### TEXTO FORNECIDO
___

A enfermeira e ativista Ana Carolina de Souza, 26, moradora do bairro Jardim Liberdade, em Goiânia (GO), cresceu na região Noroeste do Brasil, e entende que ser mulher negra, desde cedo, atravessou sua experiência de vida, seja pelas sequelas do racismo, pelos afetos, referências ou pelas lutas herdadas. 

“Cresci sendo moldada a ser forte e a lutar pelas minhas origens, pelo meu cabelo, pelos meus estudos e direitos. Isto vem de berço, por conta das mulheres da minha família e de algumas já [organizadas no] movimento [social]”, compartilha ao contar sobre as mulheres que abriram espaço para que pudesse viver, sonhar e se expressar com liberdade.

Sobrinha de uma das fundadoras do primeiro grupo de mulheres negras feministas de Goiânia (a ativista Geralda Pereira) — o coletivo Mulheres Negras Malunga — Ana cresceu perto de uma organização que há décadas defende os direitos e a saúde integral da população negra. 

Foi entre as brincadeiras no quintal da sede, rodas de conversa, encontros e caminhadas que começou a formar seu repertório. Ali, ela encontrou mulheres que partilhavam de demandas em comum. “Foi muito lindo perceber que, no futuro, eu estaria lutando pelas que vieram antes de mim e pelas que ainda viriam depois de mim”, diz.

___

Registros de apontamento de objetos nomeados
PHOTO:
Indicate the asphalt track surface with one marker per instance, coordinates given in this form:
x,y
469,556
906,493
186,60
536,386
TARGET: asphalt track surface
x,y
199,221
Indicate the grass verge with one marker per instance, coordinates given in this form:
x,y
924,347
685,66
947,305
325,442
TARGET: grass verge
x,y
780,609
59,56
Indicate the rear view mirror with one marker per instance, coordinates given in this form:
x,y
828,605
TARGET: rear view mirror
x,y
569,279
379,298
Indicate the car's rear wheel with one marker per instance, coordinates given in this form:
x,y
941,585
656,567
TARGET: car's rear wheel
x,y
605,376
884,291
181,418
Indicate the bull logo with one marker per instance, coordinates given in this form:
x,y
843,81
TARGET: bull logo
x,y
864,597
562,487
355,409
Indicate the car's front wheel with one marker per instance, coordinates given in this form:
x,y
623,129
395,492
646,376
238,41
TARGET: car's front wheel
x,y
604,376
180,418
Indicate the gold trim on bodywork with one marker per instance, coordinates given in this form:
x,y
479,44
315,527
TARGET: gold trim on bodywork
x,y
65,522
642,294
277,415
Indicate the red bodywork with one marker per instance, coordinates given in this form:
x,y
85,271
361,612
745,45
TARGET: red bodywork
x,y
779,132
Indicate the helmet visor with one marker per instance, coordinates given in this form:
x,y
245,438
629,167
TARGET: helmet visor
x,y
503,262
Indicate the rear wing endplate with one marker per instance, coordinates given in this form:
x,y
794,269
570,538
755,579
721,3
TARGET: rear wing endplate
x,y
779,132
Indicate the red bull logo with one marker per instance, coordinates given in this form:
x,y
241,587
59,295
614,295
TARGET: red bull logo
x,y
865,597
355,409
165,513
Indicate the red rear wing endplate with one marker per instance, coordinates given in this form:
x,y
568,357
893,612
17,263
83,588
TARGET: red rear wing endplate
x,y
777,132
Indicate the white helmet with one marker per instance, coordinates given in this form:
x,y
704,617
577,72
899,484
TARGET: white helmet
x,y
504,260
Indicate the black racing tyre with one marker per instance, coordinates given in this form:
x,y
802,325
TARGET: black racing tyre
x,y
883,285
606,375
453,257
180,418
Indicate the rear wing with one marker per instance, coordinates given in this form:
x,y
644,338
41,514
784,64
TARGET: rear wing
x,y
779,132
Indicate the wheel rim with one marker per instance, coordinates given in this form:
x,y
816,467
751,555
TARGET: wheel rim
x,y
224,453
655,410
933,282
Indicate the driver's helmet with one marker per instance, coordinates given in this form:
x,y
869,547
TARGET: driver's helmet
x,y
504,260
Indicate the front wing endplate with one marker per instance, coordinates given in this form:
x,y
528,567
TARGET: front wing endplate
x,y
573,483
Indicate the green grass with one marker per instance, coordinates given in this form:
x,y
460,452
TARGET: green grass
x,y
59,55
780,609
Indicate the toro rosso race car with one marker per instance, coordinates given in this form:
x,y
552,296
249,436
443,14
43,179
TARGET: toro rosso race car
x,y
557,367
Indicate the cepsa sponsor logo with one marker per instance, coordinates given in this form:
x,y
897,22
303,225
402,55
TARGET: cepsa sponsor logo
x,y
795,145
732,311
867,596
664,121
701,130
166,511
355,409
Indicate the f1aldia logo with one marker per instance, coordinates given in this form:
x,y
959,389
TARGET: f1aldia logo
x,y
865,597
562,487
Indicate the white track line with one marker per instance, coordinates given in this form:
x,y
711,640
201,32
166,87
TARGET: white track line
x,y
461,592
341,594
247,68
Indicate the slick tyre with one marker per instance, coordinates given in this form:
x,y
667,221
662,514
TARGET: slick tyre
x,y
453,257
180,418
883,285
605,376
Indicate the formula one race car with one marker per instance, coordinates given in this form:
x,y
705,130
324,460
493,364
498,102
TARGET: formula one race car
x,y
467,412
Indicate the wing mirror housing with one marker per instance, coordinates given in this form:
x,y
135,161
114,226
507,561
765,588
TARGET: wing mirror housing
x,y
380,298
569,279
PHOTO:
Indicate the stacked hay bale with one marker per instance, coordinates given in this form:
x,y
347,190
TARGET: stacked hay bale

___

### TAREFAS A REALIZAR
1. Liste todas as atividades que, segundo o texto fornecido, marcaram o início da formação do repertório de Ana.
2. Extraia do texto fornecido, sem nenhuma alteração, o trecho que começa com as palavras que contêm "Sobrinha de uma" e termina com "da população negra.".

### EXERCÍCIO RESOLVIDO
1.
- brincadeiras no quintal da sede
- rodas de conversa
- encontros
- caminhadas

2.
Sobrinha de uma das fundadoras do primeiro grupo de mulheres negras feministas de Goiânia (a ativista Geralda Pereira) — o coletivo Mulheres Negras Malunga — Ana cresceu perto de uma organização que há décadas defende os direitos e a saúde integral da população negra.